### Task instructions
a. In the server offer thread, what number does the prohibited use about Internet Relay Chat carry in the quoted terms?
b. Write the next part of the server offer thread, picking up after its last line.

### Excerpt
######

I'm pretty sure that the L5420 could handle it, but the server runs so well right now at Catalyst I really don't want to waste any money trying something that might not work out quite as well. There are just so many factors that go into a system (processor architecture, hard drive performance, system bus performance, and so on.)

I may end up seeing what people have to say on a place like Minecraft Forum, I'm sure there are people who have their game servers on an L5420.


----------



## Tux (Jun 29, 2013)

Just a quick question re. IRC: are private bouncers and bots allowed?


----------



## WelltodoInformalCattle (Jun 29, 2013)

Tux said:


> Just a quick question re. IRC: are private bouncers and bots allowed?



http://www.quickpacket.com/tos.html



> *What uses are Prohibited?*
> 
> 23. Any activity related to Internet Relay Chat (IRC).


----------



## Tux (Jun 29, 2013)

Yeah... No IRC, no go for me


----------



## NodeBytes (Jun 29, 2013)

Anyone have any specs on what the disk read/write is like on these?


----------



## qps (Jun 29, 2013)

Tux said:


> Yeah... No IRC, no go for me


We've been hit with a few Denial of Service attacks related to IRC activity, so that's why we've decided to not allow it.  



bcarlsonmedia said:


> Anyone have any specs on what the disk read/write is like on these?



I ran this a while back:

http://serverbear.com/benchmark/2013/03/18/CdYns5xeaflmIh5W

Drive performance will vary depending on the specific brand/model drive that you receive, as we do use a few different brands/models.

Thanks for your interest.


----------



## wdq (Jul 1, 2013)

Well, I just ordered one of them. Stock configuration with additional IP addresses. Hopefully it will get setup this afternoon.


----------



## qps (Jul 3, 2013)

We just released more inventory for this offer.


----------



## Marc M. (Jul 3, 2013)

######

### Record set

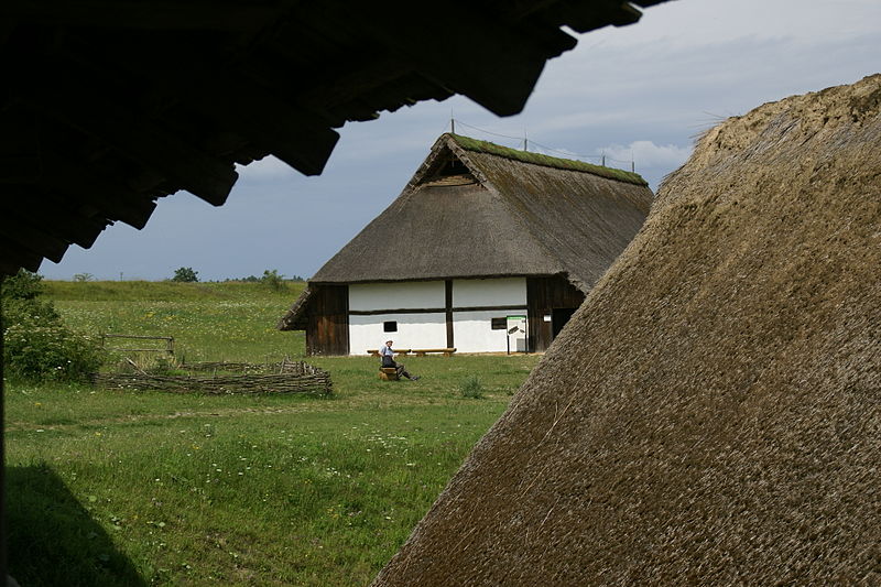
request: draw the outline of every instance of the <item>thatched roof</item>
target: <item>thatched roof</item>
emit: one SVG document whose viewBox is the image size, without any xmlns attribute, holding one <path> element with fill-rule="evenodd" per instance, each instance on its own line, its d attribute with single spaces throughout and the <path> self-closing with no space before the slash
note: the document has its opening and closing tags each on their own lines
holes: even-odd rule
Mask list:
<svg viewBox="0 0 881 587">
<path fill-rule="evenodd" d="M 881 75 L 700 140 L 376 587 L 881 583 Z"/>
<path fill-rule="evenodd" d="M 587 292 L 651 200 L 635 173 L 443 134 L 403 193 L 309 283 L 565 274 Z"/>
<path fill-rule="evenodd" d="M 235 164 L 322 172 L 349 120 L 463 94 L 519 112 L 547 59 L 663 0 L 420 3 L 8 0 L 0 48 L 0 275 L 187 189 L 221 205 Z M 463 15 L 467 14 L 467 18 Z"/>
<path fill-rule="evenodd" d="M 568 273 L 589 290 L 639 230 L 652 193 L 635 174 L 610 180 L 523 155 L 442 135 L 398 199 L 309 281 Z"/>
</svg>

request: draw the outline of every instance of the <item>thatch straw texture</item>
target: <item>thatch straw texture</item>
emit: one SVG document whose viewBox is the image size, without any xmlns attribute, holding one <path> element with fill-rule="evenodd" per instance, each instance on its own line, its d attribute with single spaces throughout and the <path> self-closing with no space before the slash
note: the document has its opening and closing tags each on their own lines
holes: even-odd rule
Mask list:
<svg viewBox="0 0 881 587">
<path fill-rule="evenodd" d="M 880 110 L 709 131 L 374 585 L 881 584 Z"/>
</svg>

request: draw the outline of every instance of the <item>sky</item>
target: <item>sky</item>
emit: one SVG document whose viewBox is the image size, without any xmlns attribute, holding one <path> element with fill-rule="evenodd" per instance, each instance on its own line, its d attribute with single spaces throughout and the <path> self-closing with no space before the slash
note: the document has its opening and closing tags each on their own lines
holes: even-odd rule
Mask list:
<svg viewBox="0 0 881 587">
<path fill-rule="evenodd" d="M 572 32 L 570 32 L 572 33 Z M 186 192 L 159 200 L 146 227 L 117 222 L 72 246 L 47 279 L 200 281 L 309 278 L 396 198 L 449 130 L 505 146 L 630 169 L 656 191 L 695 138 L 721 120 L 795 94 L 881 72 L 878 0 L 675 0 L 631 26 L 578 37 L 552 59 L 523 112 L 500 118 L 456 96 L 348 123 L 320 176 L 273 157 L 239 167 L 222 207 Z"/>
</svg>

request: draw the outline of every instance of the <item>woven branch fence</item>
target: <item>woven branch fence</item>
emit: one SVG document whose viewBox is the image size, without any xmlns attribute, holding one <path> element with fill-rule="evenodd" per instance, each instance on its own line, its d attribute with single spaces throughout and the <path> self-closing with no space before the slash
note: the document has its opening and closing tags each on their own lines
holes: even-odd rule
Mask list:
<svg viewBox="0 0 881 587">
<path fill-rule="evenodd" d="M 211 376 L 166 376 L 152 373 L 94 373 L 93 382 L 102 389 L 160 390 L 172 393 L 331 393 L 330 373 L 302 361 L 270 365 L 189 363 L 181 369 L 214 371 Z M 217 374 L 241 371 L 243 374 Z M 272 371 L 272 372 L 267 372 Z"/>
</svg>

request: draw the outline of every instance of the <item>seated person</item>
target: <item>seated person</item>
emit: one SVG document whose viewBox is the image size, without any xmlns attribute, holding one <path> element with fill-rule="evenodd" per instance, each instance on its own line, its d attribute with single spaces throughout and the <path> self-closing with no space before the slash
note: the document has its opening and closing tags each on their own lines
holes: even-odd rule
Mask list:
<svg viewBox="0 0 881 587">
<path fill-rule="evenodd" d="M 412 381 L 415 381 L 420 378 L 420 376 L 412 376 L 410 374 L 406 369 L 404 369 L 403 365 L 400 365 L 394 361 L 394 352 L 392 351 L 392 341 L 387 340 L 385 345 L 379 349 L 379 356 L 382 359 L 382 367 L 384 368 L 394 368 L 398 371 L 398 377 L 405 377 Z"/>
</svg>

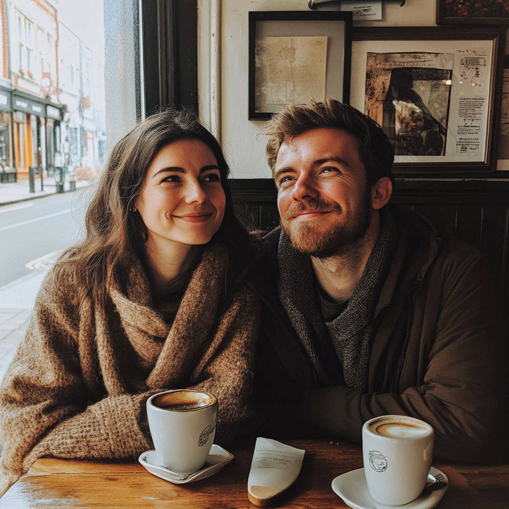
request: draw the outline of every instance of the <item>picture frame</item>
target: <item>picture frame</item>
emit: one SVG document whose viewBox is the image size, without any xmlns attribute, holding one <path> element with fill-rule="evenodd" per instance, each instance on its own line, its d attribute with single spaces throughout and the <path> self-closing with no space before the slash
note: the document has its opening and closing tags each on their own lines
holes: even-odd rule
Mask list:
<svg viewBox="0 0 509 509">
<path fill-rule="evenodd" d="M 249 120 L 311 97 L 349 102 L 352 19 L 348 12 L 250 12 Z"/>
<path fill-rule="evenodd" d="M 437 0 L 437 24 L 509 24 L 504 0 Z"/>
<path fill-rule="evenodd" d="M 356 27 L 350 104 L 381 126 L 395 174 L 496 169 L 506 30 Z"/>
</svg>

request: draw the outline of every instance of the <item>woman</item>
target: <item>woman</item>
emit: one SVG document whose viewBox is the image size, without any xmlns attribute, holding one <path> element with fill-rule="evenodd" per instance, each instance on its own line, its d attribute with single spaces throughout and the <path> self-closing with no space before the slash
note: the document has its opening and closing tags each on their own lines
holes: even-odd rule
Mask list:
<svg viewBox="0 0 509 509">
<path fill-rule="evenodd" d="M 145 403 L 191 387 L 219 404 L 217 440 L 252 418 L 258 303 L 228 167 L 188 112 L 167 111 L 114 148 L 87 236 L 46 276 L 0 391 L 0 495 L 43 456 L 134 457 Z"/>
</svg>

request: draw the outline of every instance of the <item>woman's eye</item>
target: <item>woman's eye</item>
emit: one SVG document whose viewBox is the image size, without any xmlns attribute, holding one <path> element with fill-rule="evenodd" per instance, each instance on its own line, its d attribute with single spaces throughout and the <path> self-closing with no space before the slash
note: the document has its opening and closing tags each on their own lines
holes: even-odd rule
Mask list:
<svg viewBox="0 0 509 509">
<path fill-rule="evenodd" d="M 203 180 L 205 182 L 220 182 L 221 178 L 216 173 L 209 173 L 205 176 Z"/>
</svg>

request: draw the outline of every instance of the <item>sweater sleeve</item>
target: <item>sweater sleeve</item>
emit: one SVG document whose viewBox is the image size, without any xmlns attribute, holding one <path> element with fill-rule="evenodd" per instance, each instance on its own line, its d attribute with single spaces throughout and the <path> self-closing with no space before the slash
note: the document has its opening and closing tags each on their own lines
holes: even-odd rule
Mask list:
<svg viewBox="0 0 509 509">
<path fill-rule="evenodd" d="M 444 285 L 423 383 L 401 394 L 346 386 L 309 389 L 302 399 L 302 418 L 359 442 L 369 419 L 410 415 L 433 427 L 440 457 L 475 462 L 500 457 L 505 447 L 497 426 L 506 421 L 507 329 L 484 263 L 479 257 L 468 262 Z"/>
<path fill-rule="evenodd" d="M 121 458 L 151 446 L 139 423 L 154 391 L 88 401 L 77 322 L 50 273 L 0 388 L 4 491 L 43 456 Z"/>
<path fill-rule="evenodd" d="M 254 425 L 252 393 L 259 308 L 258 298 L 246 287 L 237 292 L 191 378 L 190 388 L 217 398 L 215 443 L 224 444 Z"/>
</svg>

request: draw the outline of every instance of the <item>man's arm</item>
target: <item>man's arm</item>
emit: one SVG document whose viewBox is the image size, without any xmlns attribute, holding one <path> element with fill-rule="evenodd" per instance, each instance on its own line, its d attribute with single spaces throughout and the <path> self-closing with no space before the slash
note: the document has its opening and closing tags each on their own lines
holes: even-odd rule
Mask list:
<svg viewBox="0 0 509 509">
<path fill-rule="evenodd" d="M 507 406 L 507 329 L 487 269 L 477 255 L 445 267 L 436 336 L 422 384 L 401 394 L 365 394 L 345 386 L 309 389 L 302 398 L 301 418 L 360 442 L 368 419 L 411 415 L 435 429 L 437 456 L 453 461 L 496 459 L 503 452 L 497 435 Z"/>
</svg>

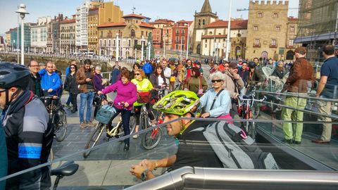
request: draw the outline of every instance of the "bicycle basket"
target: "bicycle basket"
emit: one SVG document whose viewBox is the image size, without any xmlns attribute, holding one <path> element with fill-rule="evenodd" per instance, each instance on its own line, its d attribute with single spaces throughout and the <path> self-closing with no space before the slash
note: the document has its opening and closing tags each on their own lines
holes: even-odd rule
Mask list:
<svg viewBox="0 0 338 190">
<path fill-rule="evenodd" d="M 114 107 L 104 105 L 101 106 L 100 109 L 97 111 L 95 119 L 101 123 L 108 124 L 113 119 L 113 116 L 115 113 L 116 110 Z"/>
</svg>

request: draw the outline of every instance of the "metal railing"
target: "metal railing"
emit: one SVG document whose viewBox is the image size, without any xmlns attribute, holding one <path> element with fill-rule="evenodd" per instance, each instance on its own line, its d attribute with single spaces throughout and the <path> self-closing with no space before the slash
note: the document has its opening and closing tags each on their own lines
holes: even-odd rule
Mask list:
<svg viewBox="0 0 338 190">
<path fill-rule="evenodd" d="M 337 189 L 338 172 L 184 167 L 126 189 Z"/>
</svg>

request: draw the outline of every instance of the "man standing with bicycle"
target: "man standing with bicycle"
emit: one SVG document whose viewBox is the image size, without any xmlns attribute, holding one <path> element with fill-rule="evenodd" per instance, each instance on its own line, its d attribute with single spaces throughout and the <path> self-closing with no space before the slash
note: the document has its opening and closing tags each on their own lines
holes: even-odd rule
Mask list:
<svg viewBox="0 0 338 190">
<path fill-rule="evenodd" d="M 0 63 L 0 109 L 8 158 L 8 175 L 47 162 L 53 127 L 44 105 L 27 90 L 30 72 L 25 66 Z M 4 150 L 2 150 L 4 151 Z M 6 180 L 6 189 L 46 189 L 50 169 L 42 167 Z"/>
<path fill-rule="evenodd" d="M 90 68 L 92 61 L 86 59 L 84 61 L 84 65 L 80 68 L 76 72 L 76 83 L 79 84 L 80 92 L 80 127 L 85 128 L 87 127 L 94 127 L 90 118 L 92 117 L 92 108 L 93 107 L 94 95 L 95 90 L 94 89 L 93 77 L 94 72 Z M 87 103 L 86 120 L 84 118 L 84 107 Z"/>
<path fill-rule="evenodd" d="M 285 82 L 282 92 L 287 91 L 290 96 L 285 99 L 285 106 L 292 108 L 283 108 L 282 118 L 284 121 L 303 121 L 303 110 L 306 106 L 306 99 L 299 97 L 299 95 L 306 95 L 308 89 L 313 83 L 313 68 L 308 63 L 305 56 L 306 49 L 302 46 L 294 50 L 296 61 L 290 68 L 289 77 Z M 296 132 L 294 133 L 291 122 L 283 123 L 284 141 L 289 144 L 300 144 L 303 133 L 303 123 L 296 123 Z"/>
</svg>

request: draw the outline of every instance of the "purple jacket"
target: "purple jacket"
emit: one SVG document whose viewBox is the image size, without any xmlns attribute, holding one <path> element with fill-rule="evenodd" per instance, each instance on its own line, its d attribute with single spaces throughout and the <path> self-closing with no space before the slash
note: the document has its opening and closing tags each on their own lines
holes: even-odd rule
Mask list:
<svg viewBox="0 0 338 190">
<path fill-rule="evenodd" d="M 94 87 L 95 91 L 104 89 L 104 86 L 102 86 L 102 76 L 101 76 L 101 75 L 97 75 L 96 73 L 94 75 Z"/>
<path fill-rule="evenodd" d="M 128 82 L 127 84 L 123 84 L 120 80 L 118 80 L 115 83 L 106 87 L 102 91 L 102 93 L 106 94 L 113 91 L 116 91 L 117 92 L 116 97 L 114 100 L 115 107 L 118 109 L 122 109 L 123 108 L 123 106 L 117 104 L 121 102 L 127 102 L 130 106 L 127 109 L 130 110 L 132 110 L 132 103 L 137 101 L 137 90 L 136 89 L 136 85 L 131 82 Z"/>
</svg>

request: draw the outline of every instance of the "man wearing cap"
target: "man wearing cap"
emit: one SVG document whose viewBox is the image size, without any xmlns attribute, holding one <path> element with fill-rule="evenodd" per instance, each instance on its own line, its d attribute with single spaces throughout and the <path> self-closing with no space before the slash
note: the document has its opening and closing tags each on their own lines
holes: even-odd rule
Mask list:
<svg viewBox="0 0 338 190">
<path fill-rule="evenodd" d="M 334 56 L 334 48 L 332 45 L 325 45 L 323 48 L 323 55 L 325 58 L 320 68 L 320 80 L 317 90 L 316 97 L 323 99 L 338 99 L 338 58 Z M 318 109 L 321 114 L 331 115 L 330 101 L 318 101 Z M 314 139 L 314 143 L 330 143 L 332 125 L 331 118 L 322 115 L 318 117 L 324 121 L 323 132 L 320 138 Z"/>
<path fill-rule="evenodd" d="M 303 121 L 303 110 L 306 106 L 306 99 L 299 96 L 306 96 L 313 83 L 313 68 L 305 58 L 306 49 L 302 46 L 294 50 L 296 61 L 290 68 L 289 77 L 282 92 L 287 91 L 290 96 L 285 99 L 285 106 L 292 108 L 283 108 L 282 118 L 284 121 Z M 303 123 L 296 123 L 296 132 L 293 132 L 291 122 L 283 123 L 284 141 L 287 144 L 300 144 L 303 132 Z"/>
<path fill-rule="evenodd" d="M 230 94 L 232 108 L 230 110 L 230 115 L 233 118 L 237 115 L 237 97 L 241 90 L 244 87 L 244 82 L 242 80 L 239 75 L 237 73 L 238 71 L 237 63 L 230 62 L 229 63 L 229 69 L 225 70 L 225 80 L 223 87 Z"/>
</svg>

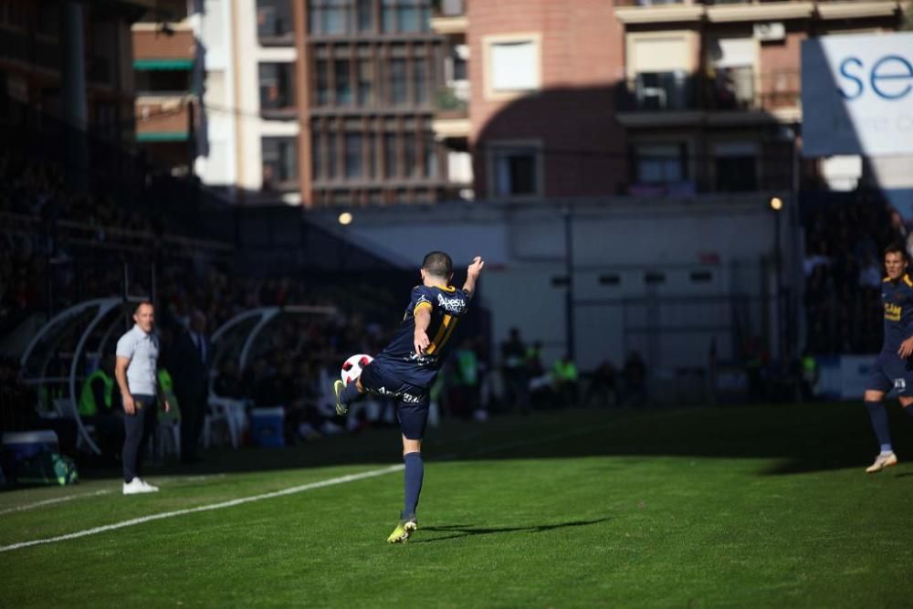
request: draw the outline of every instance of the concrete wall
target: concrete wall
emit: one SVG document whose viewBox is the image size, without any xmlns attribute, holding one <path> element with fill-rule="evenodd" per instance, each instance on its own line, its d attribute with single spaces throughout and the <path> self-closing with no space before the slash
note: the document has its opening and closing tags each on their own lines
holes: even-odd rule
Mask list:
<svg viewBox="0 0 913 609">
<path fill-rule="evenodd" d="M 664 370 L 703 366 L 713 340 L 720 359 L 737 355 L 736 326 L 743 333 L 771 333 L 776 318 L 764 295 L 774 278 L 772 266 L 761 266 L 774 247 L 769 198 L 575 205 L 574 340 L 582 369 L 605 358 L 620 365 L 632 349 Z M 543 342 L 547 363 L 565 351 L 567 289 L 554 282 L 566 274 L 561 205 L 440 205 L 353 214 L 348 226 L 331 213 L 307 217 L 402 268 L 417 268 L 430 250 L 447 251 L 457 283 L 471 257 L 482 256 L 480 296 L 492 313 L 495 343 L 517 327 L 527 341 Z M 781 224 L 783 281 L 790 285 L 796 258 L 785 212 Z M 656 274 L 661 281 L 647 277 Z"/>
</svg>

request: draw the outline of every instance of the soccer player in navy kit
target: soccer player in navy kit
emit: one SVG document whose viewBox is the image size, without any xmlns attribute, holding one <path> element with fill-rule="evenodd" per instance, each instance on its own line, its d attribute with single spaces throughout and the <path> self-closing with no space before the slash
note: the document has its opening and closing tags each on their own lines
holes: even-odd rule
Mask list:
<svg viewBox="0 0 913 609">
<path fill-rule="evenodd" d="M 412 289 L 409 306 L 390 344 L 364 367 L 355 383 L 336 381 L 336 412 L 345 415 L 349 404 L 365 394 L 396 399 L 396 418 L 403 432 L 405 463 L 405 501 L 400 522 L 387 538 L 402 543 L 418 527 L 415 508 L 422 492 L 425 462 L 422 437 L 428 421 L 428 391 L 453 344 L 450 337 L 466 313 L 485 263 L 476 257 L 467 269 L 462 289 L 450 285 L 453 261 L 444 252 L 431 252 L 422 262 L 422 285 Z M 433 338 L 432 338 L 433 337 Z"/>
<path fill-rule="evenodd" d="M 885 340 L 865 397 L 881 452 L 875 463 L 866 467 L 869 474 L 897 464 L 887 430 L 887 414 L 882 404 L 885 394 L 896 389 L 904 412 L 913 416 L 913 359 L 910 357 L 913 355 L 913 280 L 907 274 L 908 264 L 907 252 L 902 246 L 885 249 L 887 277 L 881 284 Z"/>
</svg>

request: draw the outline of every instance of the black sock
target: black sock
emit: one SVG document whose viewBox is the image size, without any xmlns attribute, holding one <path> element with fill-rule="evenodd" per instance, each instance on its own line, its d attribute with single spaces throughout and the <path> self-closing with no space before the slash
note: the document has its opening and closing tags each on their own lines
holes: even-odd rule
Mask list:
<svg viewBox="0 0 913 609">
<path fill-rule="evenodd" d="M 340 402 L 350 404 L 357 400 L 362 394 L 358 392 L 358 383 L 352 381 L 345 386 L 340 394 Z"/>
<path fill-rule="evenodd" d="M 422 453 L 406 453 L 403 456 L 405 462 L 405 503 L 403 507 L 403 520 L 415 518 L 415 509 L 418 507 L 418 496 L 422 494 L 422 478 L 425 478 L 425 461 Z"/>
<path fill-rule="evenodd" d="M 868 415 L 872 419 L 872 429 L 881 445 L 881 452 L 891 452 L 891 434 L 887 430 L 887 413 L 885 412 L 885 404 L 881 402 L 866 402 L 866 406 Z"/>
</svg>

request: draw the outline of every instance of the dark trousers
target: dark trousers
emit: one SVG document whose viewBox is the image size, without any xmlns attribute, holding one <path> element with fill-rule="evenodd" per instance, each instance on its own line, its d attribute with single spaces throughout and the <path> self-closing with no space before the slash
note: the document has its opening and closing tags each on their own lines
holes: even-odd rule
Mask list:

######

### Results for the exercise
a. 23

b.
*@**qps* congratulations on a great offer! I just saw this, and if Andre from LET doesn't jump on it then I doubt he'll find anything much better considering price/quality of service/hardware. Is it possible to add more RAM to these servers? Thank you.


----------



## qps (Jul 3, 2013)

Marc M. said:


> *@qps* congratulations on a great offer! I just saw this, and if Andre from LET doesn't jump on it then I doubt he'll find anything much better considering price/quality of service/hardware. Is it possible to add more RAM to these servers? Thank you.


Yes, these servers are upgradable to 24 GB RAM.  The additional cost is $15 per month or a one-time $89.99 setup fee.


----------



## Ruchirablog (Jul 4, 2013)

Dont you guys do L5520 deals? L5450 really turns me off


----------



## Ivan (Jul 4, 2013)

So an additional $15/month to add 8GB of RAM for 24 GB of RAM total?


----------



## qps (Jul 4, 2013)

Ruchirablog said:


> Dont you guys do L5520 deals? L5450 really turns me off


If you are interested in an L5520, please contact our sales team for a custom quote.



Ivan said:


> So an additional $15/month to add 8GB of RAM for 24 GB of RAM total?


Yes, that is correct.

Thanks for your interest!

Also, I just added some more inventory for the special...


----------



## qps (Jul 10, 2013)

We just released additional inventory for this special.


----------



## D. Strout (Jul 11, 2013)

I notice your AS has an IPv6 prefix originated. Do you offer IPv6 with this plan. A /64 maybe?


----------



## qps (Jul 11, 2013)

IPv6 is not ready for customer use yet.  We will announce when it is ready.  Thanks for your interest.


----------



## BK_ (Jul 11, 2013)

If you bring your own key, are the licensing fees waived for server 2008?


----------



## qps (Jul 11, 2013)

BK_ said:


> If you bring your own key, are the licensing fees waived for server 2008?


We do not allow outside Windows licenses.


----------



## sv01 (Jul 11, 2013)

when is when ?



qps said:


> IPv6 is not ready for customer use yet.  We will announce when it is ready.  Thanks for your interest.


----------



## D. Strout (Jul 11, 2013)

sv01 said:


> when is when ?


It always irritates a little bit when I see that a provider's AS has IPv6 prefixes assigned, but they don't offer it. My ISP is that way too. But I understand that these things take time, and I imagine *@qps* didn't say when exactly because he doesn't know. I'm sure they're working on it as best they can.


----------



## qps (Jul 11, 2013)

sv01 said:


> when is when ?


We do not have an ETA at this time, but we will announce it when it is ready.


----------



## qps (Jul 19, 2013)

We just released two more servers into inventory.


----------



## Magiobiwan (Jul 20, 2013)

It's "Coming Soon "


----------



## NodeworksIX (Jul 26, 2013)

Do you offer any hardware RAID upgrades?  If so, what is the cost associated with this?


----------



## qps (Jul 26, 2013)

NodeworksIX said:


> Do you offer any hardware RAID upgrades?  If so, what is the cost associated with this?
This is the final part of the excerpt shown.